EXERCISE
From the line with "pointed stone spire." through the final line below, restate each line word for word and return nothing else.

MATERIAL FOR THIS EXERCISE
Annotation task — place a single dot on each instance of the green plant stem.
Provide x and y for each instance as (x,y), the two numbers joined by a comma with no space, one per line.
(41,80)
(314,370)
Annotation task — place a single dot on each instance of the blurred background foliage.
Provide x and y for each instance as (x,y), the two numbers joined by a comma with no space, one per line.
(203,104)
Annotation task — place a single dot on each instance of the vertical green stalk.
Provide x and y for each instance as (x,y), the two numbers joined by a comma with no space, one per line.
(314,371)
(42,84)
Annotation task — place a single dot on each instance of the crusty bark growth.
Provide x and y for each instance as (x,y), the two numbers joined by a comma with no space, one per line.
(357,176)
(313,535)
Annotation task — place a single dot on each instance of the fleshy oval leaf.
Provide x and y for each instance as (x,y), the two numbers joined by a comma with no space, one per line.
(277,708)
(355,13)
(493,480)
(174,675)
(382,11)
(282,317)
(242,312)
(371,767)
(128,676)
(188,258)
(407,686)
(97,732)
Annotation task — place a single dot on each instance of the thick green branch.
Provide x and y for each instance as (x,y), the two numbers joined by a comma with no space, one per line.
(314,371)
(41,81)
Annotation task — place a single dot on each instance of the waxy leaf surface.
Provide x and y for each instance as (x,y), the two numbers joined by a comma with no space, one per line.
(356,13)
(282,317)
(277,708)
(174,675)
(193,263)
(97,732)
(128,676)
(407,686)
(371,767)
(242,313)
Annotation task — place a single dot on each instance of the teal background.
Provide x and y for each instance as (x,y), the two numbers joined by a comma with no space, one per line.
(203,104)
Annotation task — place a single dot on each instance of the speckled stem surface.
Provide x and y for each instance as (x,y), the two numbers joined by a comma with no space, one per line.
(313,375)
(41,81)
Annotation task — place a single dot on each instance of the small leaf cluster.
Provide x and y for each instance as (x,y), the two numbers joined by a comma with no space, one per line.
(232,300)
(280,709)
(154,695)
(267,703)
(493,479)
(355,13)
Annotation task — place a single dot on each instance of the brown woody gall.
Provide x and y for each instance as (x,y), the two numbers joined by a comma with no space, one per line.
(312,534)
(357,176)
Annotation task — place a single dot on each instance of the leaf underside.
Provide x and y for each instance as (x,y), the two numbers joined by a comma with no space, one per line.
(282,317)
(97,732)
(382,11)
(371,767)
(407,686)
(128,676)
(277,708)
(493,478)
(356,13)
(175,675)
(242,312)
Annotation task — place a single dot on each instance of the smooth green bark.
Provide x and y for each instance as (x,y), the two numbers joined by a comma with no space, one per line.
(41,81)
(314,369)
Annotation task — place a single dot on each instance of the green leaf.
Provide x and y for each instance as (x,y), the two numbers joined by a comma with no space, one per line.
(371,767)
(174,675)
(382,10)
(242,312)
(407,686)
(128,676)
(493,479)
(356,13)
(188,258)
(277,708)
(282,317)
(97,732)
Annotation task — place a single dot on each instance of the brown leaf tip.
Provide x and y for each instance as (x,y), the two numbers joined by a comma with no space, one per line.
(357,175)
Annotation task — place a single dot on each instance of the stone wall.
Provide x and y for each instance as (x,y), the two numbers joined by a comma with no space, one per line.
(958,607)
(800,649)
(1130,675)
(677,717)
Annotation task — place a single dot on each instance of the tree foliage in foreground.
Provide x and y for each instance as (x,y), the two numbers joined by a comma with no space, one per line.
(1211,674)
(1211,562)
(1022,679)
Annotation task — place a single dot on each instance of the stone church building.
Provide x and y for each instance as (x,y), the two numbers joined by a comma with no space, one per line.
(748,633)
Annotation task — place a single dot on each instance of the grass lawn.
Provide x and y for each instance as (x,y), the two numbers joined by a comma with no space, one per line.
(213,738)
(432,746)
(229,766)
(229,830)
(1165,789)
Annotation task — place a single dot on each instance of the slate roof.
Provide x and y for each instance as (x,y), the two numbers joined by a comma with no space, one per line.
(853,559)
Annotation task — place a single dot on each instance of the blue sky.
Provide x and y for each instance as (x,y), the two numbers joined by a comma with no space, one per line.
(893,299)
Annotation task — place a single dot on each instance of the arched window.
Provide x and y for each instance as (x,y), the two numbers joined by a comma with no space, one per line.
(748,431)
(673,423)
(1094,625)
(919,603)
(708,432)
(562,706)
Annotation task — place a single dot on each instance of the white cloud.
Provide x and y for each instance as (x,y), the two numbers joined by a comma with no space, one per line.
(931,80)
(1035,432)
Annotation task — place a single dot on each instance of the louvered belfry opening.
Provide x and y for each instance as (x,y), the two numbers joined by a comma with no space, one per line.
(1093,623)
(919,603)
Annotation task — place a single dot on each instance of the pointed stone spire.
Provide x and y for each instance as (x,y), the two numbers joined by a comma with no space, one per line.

SOLVED EXERCISE
Annotation task — place a single dot on each instance of the pointed stone spire.
Provide x and y for each instance as (x,y), the two numbers joined by a comma with no space, one per line.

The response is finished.